─── Document excerpt

Indian Hindu guru and Vishnu devotee (1434–1559)

Advaita Acharya (1434–1559) (born Kamalaksha Mishra; কমলাক্ষ মিশ্র) was a companion of the founder of the Gaudiya Vaishnava movement, Chaitanya Mahaprabhu, and guru of Haridasa Thakur. He was born in the village of Nabagram in Laud (in present-day Sunamganj District, Bangladesh), in 1434, some fifty years before Chaitanya, and spent most of his adult life in the town of Shantipur in Nadia with his wife and family. Advaita Acharya had six sons, Acyutananda Das (who also became a disciple of Chaitanya), Krisna Mishra, Gopala Das, Balarama Das Mishra (whose lineage became the zamindar of noakhali, chatkhil upazilla. later adopted the title Patwari & Majumder), Swarupa Das and Jagadisa Mishra.

──────
─── Raw records

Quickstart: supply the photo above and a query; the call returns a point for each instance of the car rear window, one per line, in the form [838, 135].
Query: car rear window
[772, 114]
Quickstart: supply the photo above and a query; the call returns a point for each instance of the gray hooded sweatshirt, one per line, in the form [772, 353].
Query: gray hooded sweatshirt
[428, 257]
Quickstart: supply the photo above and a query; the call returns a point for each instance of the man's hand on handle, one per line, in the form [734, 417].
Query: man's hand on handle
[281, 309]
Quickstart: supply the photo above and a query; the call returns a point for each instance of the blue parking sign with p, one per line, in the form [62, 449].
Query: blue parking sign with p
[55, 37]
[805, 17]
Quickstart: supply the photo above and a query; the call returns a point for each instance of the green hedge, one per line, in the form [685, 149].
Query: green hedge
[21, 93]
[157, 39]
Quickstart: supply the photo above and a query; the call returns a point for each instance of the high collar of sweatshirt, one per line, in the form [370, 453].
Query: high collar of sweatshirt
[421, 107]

──────

→ Stated exercise 1: From the Advaita Acharya passage, return everything from "Advaita Acharya (1434–1559)" down to "and Jagadisa Mishra.", word for word.
→ Stated exercise 2: Please write the next part of the Advaita Acharya passage, starting after its final sentence.

→ Expected answer 1:
Advaita Acharya (1434–1559) (born Kamalaksha Mishra; কমলাক্ষ মিশ্র) was a companion of the founder of the Gaudiya Vaishnava movement, Chaitanya Mahaprabhu, and guru of Haridasa Thakur. He was born in the village of Nabagram in Laud (in present-day Sunamganj District, Bangladesh), in 1434, some fifty years before Chaitanya, and spent most of his adult life in the town of Shantipur in Nadia with his wife and family. Advaita Acharya had six sons, Acyutananda Das (who also became a disciple of Chaitanya), Krisna Mishra, Gopala Das, Balarama Das Mishra (whose lineage became the zamindar of noakhali, chatkhil upazilla. later adopted the title Patwari & Majumder), Swarupa Das and Jagadisa Mishra.

→ Expected answer 2:
Advaita Acharya contributed to two Sanskrit works, named Yogabashishta-Bhaishta and Geeta Bhaishya. The ancestry and life of Advaita Acharya are narrated in a number of hagiographical works, which include the Balyalila-Sutra (1487?) of Krishnadasa (Note: Krishna Das is the name of Divya Singha, the king of Laur. After becoming a fellower of Advaita Acharya, Divya Singha adopted this name.) in Sanskrit and the Advaitasutrakadacha of Krishnadasa, the Advaitamangala of Haricharanadasa, the Advaitaprakasha of Ishana Nagara and the Advaitavilasa of Naraharidasa in Bengali. Many of his activities are described in the Chaitanya Charitamrta, the Chaitanya Mangala and the Chaitanya Bhagavata.

== Life story ==

Advaita Acharya was the son of Kubera Acharya. Kubera was the courtier of Divya Singh, the King of Laur. Kubera's father was Narsingha who was the minister of King Ganesha of Nadiyal.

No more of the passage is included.